> _SUPPLIED TEXT_
___

PRP127: Neonatal Outcomes in Prenatal Opioid Use: A multicenter cross-sectional study

Gregory Goshgarian, MPH, MSc; Neli Ragina, PhD, Director Research; Laura O'Brien, BS, MS; Rasha Jawad, BS; Robert Muterspaugh, BS, MSc; Robert Simons, BA; Danna Zevy, BSc, MSc; sudhakar Ezhuthachan, MD


Introduction: The National Institute on Drug Abuse (NIDA) has shown that from 2004-2014 there has been a five-fold increase in neonatal abstinence syndrome (NAS), with 32,000 infants born with this syndrome. Medication-assisted treatment (MAT) has proven utility in treating opioid use disorder. However, little is known about the differences in the effects of suboxone versus methadone, specifically, used as a MAT in pregnancy on neonatal outcomes. For this reason, we conducted a cross-sectional chart review to compare the neonatal outcomes of hospital length of stay (LOS), NAS scores, and NAS treatment duration, in infants born to mothers with opioid use disorder, on suboxone versus methadone, in three medical centers in Michigan.
Methods: The selection criteria include women, aged 18+, with diagnosed opioid use disorder in pregnancy receiving methadone or suboxone maintenance treatment. Subjects were identified using ICD-9 ICD-10 CM and CPT and codes for pregnancy, opioid addiction, maintenance therapy. We cross-referenced the aforementioned database with the neonate outcomes of NAS score, treatment duration, and LOS. Statistical analysis utilized independent samples t-test and multiple linear regression to compare the three outcomes between the methadone and suboxone groups.

___

> _APPLY WHAT YOU READ_
[A] Copy word for word the passage of the prenatal opioid study abstract that starts with the words "Methods: The selection" and finishes with "and suboxone groups.".
[B] Pick up the prenatal opioid study abstract after its last sentence and write what comes next.

> _RECORDS SUPPLIED_
___

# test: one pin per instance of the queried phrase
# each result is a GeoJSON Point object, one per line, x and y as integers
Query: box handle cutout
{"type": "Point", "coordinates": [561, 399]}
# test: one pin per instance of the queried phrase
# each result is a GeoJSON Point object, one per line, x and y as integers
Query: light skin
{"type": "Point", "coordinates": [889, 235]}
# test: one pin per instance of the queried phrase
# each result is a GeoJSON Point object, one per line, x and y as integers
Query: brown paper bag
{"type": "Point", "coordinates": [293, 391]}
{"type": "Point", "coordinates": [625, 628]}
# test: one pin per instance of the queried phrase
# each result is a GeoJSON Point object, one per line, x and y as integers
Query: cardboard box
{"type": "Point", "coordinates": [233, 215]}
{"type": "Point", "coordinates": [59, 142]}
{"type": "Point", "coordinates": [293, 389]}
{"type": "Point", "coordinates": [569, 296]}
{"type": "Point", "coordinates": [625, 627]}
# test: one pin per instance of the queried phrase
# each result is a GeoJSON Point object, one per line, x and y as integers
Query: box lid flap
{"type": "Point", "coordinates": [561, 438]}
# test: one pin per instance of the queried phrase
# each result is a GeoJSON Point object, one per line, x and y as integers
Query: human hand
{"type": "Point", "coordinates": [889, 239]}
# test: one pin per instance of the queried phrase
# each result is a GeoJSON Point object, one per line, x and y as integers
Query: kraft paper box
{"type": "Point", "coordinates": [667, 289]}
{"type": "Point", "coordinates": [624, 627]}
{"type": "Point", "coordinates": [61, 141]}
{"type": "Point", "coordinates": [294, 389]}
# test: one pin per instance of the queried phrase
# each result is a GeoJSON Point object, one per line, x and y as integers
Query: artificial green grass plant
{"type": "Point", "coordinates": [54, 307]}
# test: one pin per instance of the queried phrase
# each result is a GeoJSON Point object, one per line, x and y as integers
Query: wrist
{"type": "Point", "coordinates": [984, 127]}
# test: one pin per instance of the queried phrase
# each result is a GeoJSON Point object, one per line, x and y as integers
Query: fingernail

___

> _SOLVED PROBLEMS_
[A]
Methods: The selection criteria include women, aged 18+, with diagnosed opioid use disorder in pregnancy receiving methadone or suboxone maintenance treatment. Subjects were identified using ICD-9 ICD-10 CM and CPT and codes for pregnancy, opioid addiction, maintenance therapy. We cross-referenced the aforementioned database with the neonate outcomes of NAS score, treatment duration, and LOS. Statistical analysis utilized independent samples t-test and multiple linear regression to compare the three outcomes between the methadone and suboxone groups.

[B]
Results: In the two medical centers, 422 women's medical records were evaluated. 144 (34.1%) women were on suboxone, and 231 (54.7%) were on methadone for MAT. The mean NAS score and LOS were found to be significantly higher (Mean Difference (MD) = 1.62 NAS points, p<0.01; MD LOS = 9.31, p<0.01), while while the mean NAS treatment duration was not found to be significantly different (p>0.05) in the methadone group versus suboxone. After controlling for maternal age, ethnicity, prenatal care, health insurance, smoking, alcohol use, parity, use of drugs, presence of medical complications, and delivery route, the MAT group of suboxone was found to be associated with a decreased neonate NAS score by 1.45 units NAS points (p<0.01) and a decreased neonate LOS by 4.77 days (p<0.05).
Discussion: The neonates of mothers prescribed suboxone for MAT have significantly lower NAS scores and shorter LOS. The results of the present study demonstrate that suboxone has the potential to be more effective treatment in reducing adverse neonatal outcomes in mothers who have opioid use disorder during pregnancy and on MAT.